Excerpt from a dataset:
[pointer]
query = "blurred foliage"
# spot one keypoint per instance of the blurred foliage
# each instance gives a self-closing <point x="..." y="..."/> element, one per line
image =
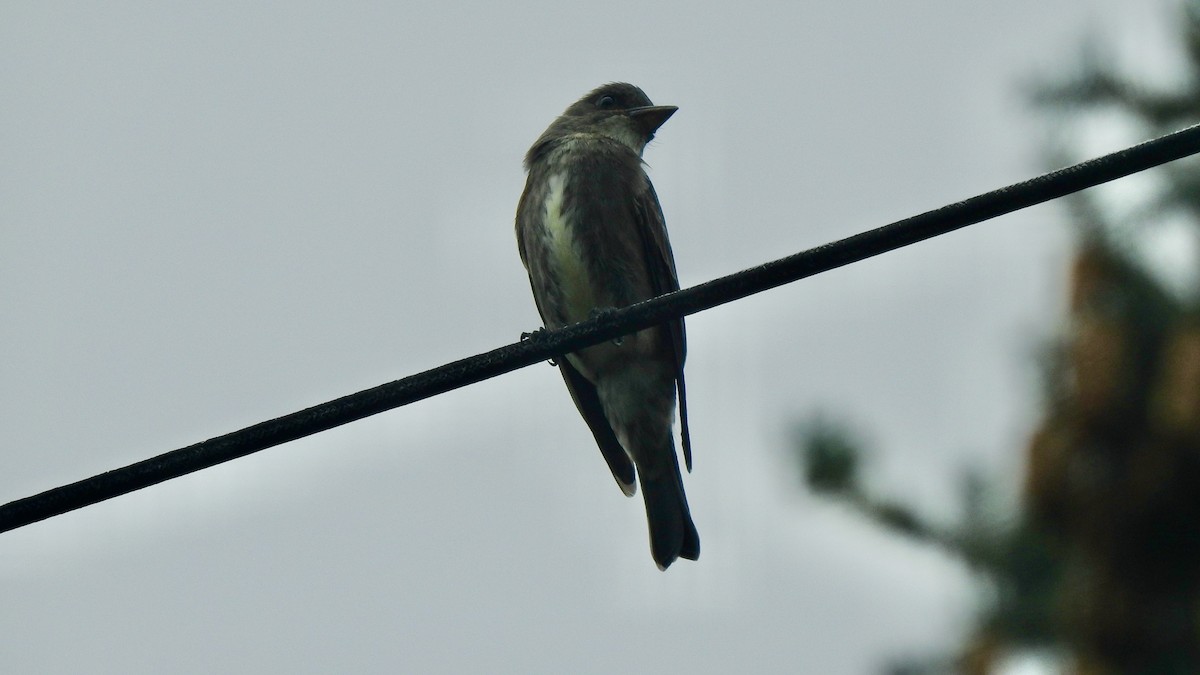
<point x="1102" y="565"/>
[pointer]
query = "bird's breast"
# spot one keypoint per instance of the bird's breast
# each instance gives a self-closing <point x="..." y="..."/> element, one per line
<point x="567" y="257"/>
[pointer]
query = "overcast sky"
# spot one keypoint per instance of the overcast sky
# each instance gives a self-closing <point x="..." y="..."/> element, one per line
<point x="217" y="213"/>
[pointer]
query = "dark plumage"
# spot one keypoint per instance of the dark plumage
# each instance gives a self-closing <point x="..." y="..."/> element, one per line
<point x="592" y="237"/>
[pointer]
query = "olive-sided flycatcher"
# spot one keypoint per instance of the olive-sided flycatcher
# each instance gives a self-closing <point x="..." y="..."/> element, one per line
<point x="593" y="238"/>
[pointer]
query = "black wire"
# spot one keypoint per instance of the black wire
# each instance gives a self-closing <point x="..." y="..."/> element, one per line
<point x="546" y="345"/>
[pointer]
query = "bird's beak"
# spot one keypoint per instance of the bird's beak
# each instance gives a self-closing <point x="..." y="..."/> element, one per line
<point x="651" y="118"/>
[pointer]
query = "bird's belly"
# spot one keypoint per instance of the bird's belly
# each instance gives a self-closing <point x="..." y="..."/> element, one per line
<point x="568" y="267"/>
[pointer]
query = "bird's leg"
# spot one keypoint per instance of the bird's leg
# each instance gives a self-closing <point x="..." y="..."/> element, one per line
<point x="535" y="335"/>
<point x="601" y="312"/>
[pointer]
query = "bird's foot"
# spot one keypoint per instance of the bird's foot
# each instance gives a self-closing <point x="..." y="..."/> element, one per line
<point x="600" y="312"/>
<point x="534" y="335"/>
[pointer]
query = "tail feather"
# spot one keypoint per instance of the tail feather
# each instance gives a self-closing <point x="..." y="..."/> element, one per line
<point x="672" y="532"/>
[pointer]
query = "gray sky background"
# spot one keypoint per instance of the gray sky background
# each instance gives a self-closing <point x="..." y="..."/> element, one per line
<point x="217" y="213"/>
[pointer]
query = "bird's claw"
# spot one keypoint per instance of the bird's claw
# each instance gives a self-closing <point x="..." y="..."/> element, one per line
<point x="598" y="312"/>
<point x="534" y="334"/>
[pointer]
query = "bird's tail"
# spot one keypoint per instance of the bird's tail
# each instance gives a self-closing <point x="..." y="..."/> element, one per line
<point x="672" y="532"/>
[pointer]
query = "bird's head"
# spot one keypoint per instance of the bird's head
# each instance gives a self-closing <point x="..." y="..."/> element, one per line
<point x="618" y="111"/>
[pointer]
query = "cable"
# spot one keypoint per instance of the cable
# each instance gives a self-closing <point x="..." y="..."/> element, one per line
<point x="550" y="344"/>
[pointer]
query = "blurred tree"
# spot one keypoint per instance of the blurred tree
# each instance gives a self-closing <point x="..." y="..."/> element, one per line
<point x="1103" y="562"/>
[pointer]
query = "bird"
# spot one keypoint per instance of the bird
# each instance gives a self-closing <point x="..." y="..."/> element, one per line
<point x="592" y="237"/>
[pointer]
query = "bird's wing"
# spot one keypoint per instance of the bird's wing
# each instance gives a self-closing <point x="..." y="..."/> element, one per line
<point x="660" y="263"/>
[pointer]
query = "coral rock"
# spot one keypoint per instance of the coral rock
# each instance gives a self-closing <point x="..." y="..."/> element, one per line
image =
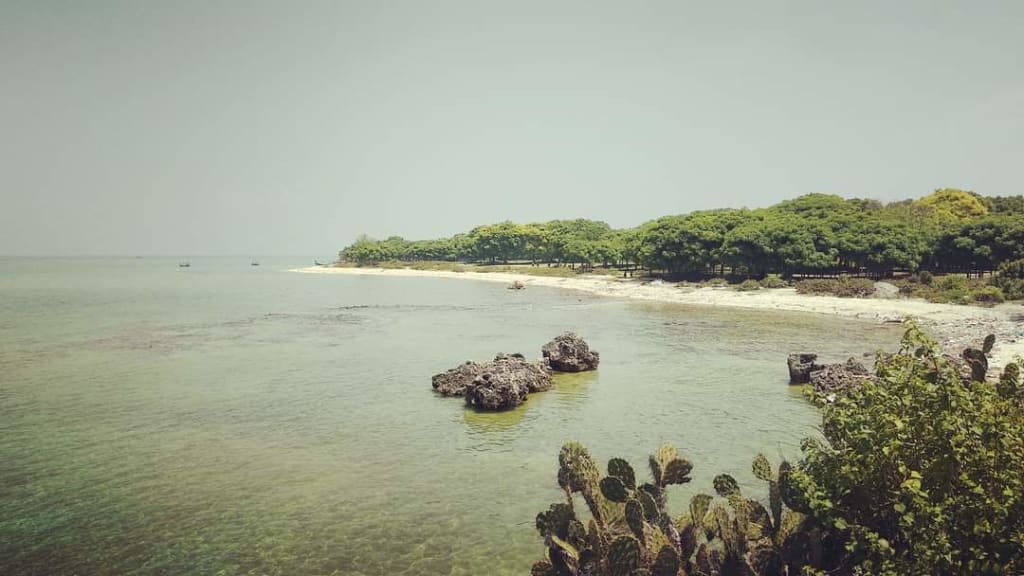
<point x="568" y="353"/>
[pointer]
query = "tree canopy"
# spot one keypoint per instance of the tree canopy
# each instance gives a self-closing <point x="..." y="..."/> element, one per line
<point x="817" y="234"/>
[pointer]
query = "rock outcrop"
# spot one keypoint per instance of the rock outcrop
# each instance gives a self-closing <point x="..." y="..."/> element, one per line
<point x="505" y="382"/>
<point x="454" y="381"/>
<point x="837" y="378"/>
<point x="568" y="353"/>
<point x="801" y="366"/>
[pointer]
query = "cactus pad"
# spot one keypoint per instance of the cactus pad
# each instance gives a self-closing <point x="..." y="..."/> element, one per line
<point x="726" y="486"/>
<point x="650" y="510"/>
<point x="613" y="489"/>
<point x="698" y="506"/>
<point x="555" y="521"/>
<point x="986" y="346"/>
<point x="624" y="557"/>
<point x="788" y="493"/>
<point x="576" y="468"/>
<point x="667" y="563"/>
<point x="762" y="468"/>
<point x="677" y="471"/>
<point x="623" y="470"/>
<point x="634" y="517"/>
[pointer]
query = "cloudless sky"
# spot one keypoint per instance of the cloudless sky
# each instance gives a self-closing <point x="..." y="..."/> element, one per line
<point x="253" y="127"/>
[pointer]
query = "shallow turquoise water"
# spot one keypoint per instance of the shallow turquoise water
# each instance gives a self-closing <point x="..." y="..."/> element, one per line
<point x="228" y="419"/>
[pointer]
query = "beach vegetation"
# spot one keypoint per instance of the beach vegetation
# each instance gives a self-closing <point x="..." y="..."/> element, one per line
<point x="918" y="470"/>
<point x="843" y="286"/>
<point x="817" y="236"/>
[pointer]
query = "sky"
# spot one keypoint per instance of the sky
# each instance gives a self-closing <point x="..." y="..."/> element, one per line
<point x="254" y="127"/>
* * *
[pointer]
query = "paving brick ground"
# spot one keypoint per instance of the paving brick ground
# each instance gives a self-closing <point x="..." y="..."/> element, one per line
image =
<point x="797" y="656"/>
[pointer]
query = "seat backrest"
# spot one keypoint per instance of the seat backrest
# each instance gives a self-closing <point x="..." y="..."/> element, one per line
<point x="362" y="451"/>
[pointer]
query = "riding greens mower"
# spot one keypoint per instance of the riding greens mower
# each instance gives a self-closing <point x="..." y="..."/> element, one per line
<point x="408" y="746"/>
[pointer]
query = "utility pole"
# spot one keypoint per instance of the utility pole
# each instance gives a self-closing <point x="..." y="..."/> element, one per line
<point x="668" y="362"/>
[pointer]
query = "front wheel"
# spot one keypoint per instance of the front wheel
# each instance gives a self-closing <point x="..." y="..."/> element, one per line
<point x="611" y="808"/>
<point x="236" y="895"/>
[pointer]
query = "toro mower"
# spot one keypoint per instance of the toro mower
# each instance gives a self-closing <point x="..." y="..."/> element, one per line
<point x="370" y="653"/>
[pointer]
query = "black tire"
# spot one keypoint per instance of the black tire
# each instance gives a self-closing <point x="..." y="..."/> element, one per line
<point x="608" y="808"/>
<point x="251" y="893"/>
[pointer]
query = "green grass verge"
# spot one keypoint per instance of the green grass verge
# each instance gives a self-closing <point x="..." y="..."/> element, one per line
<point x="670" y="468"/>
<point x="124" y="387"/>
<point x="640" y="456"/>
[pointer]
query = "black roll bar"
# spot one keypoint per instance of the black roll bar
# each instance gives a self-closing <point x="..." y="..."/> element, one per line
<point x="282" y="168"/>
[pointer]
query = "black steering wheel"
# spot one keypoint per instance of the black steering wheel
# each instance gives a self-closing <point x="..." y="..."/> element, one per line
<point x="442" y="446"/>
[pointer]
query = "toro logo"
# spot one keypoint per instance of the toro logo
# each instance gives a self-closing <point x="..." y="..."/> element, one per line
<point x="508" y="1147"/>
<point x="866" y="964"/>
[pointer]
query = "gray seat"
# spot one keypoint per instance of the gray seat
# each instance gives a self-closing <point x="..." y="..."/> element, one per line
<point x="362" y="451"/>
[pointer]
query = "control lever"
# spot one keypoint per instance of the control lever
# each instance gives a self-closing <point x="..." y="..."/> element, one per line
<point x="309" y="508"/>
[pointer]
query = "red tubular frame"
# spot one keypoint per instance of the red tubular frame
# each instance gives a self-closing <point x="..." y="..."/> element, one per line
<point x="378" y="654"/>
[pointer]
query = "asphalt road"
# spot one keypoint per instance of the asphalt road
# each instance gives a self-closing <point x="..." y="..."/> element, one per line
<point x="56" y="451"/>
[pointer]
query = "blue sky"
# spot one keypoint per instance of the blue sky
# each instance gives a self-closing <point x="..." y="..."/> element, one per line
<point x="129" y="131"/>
* * *
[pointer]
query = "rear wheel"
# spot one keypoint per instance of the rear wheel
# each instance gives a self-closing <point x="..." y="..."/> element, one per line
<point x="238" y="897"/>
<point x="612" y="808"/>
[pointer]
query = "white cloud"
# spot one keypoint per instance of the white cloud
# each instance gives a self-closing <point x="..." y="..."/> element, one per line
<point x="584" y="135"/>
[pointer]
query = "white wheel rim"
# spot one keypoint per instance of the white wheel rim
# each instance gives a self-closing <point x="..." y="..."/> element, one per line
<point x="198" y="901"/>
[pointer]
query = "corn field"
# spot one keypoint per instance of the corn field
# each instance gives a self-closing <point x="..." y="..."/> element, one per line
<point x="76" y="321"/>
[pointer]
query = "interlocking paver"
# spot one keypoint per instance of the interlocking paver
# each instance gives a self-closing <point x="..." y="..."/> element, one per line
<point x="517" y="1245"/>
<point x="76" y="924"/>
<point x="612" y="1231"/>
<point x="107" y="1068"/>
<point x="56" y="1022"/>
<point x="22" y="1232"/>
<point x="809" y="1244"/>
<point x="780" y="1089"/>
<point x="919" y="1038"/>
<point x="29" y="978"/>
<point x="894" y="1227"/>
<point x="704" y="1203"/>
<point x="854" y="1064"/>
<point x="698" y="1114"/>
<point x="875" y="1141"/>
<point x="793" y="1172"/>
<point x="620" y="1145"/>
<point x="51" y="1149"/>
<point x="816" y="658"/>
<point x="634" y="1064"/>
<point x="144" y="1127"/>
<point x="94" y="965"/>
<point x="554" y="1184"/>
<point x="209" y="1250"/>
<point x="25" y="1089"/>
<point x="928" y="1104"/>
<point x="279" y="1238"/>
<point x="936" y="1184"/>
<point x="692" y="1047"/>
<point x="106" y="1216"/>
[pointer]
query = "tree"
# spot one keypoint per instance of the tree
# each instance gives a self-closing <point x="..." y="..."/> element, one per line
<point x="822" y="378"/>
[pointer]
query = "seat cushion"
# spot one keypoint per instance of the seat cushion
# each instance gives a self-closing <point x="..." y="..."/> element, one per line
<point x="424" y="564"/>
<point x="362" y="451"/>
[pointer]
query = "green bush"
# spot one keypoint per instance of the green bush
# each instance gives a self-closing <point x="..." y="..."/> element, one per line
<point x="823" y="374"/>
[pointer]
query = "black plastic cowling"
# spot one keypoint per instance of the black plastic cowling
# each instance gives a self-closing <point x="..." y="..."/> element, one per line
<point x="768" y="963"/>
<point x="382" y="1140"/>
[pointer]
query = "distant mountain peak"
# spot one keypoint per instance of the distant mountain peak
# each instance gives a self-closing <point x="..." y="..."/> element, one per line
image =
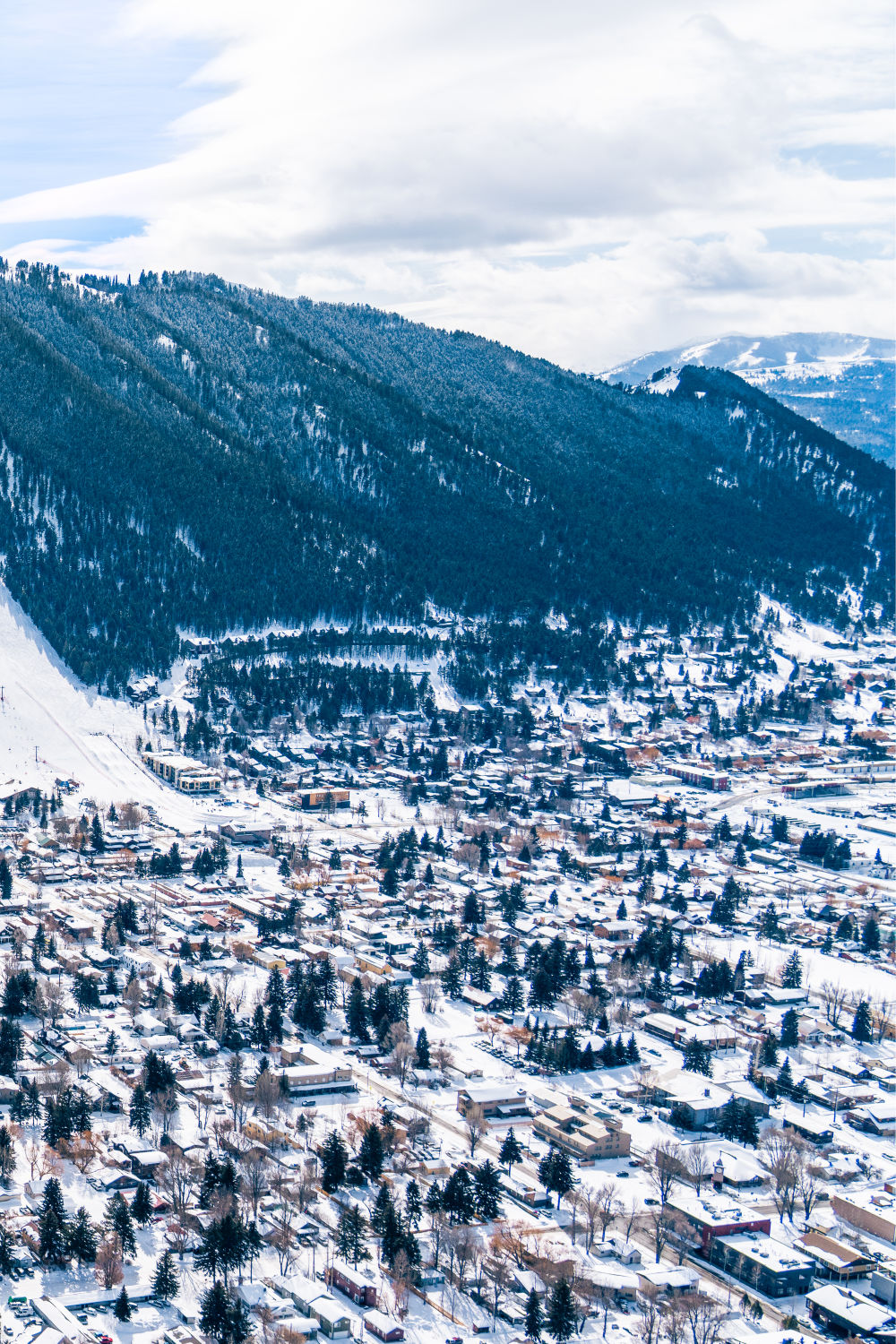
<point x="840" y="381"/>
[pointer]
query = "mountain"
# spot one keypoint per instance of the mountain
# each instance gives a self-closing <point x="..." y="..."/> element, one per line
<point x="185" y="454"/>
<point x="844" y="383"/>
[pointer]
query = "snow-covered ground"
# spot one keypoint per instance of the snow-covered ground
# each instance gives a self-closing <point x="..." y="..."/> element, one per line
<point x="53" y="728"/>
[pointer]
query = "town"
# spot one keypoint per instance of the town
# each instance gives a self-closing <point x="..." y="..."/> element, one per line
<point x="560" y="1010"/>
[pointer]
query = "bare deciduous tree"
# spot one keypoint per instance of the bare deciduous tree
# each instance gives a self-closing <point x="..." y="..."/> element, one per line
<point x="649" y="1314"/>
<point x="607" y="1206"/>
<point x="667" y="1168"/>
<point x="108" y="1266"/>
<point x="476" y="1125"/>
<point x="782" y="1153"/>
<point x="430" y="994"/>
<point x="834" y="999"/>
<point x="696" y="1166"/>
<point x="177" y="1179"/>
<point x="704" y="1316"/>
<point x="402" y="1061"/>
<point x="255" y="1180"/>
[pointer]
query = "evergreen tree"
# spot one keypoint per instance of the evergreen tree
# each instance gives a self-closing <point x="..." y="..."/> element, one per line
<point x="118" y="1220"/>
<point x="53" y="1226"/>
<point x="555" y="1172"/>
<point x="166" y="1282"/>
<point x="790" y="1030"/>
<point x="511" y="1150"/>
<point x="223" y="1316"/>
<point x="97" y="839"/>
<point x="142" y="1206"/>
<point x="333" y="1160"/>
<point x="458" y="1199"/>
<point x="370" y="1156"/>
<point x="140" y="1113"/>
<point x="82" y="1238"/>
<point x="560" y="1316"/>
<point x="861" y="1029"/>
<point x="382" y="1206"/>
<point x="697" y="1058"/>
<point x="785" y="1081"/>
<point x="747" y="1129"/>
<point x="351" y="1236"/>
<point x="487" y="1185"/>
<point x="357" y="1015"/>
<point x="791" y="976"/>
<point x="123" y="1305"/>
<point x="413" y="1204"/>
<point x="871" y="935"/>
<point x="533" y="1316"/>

▶ _WRITTEN REQUEST_
Return every line of the material that contains the word "steering", copying each one as it appears.

▶ _TASK OUTPUT_
query = "black steering wheel"
# spot one keypoint per instance of the black steering wheel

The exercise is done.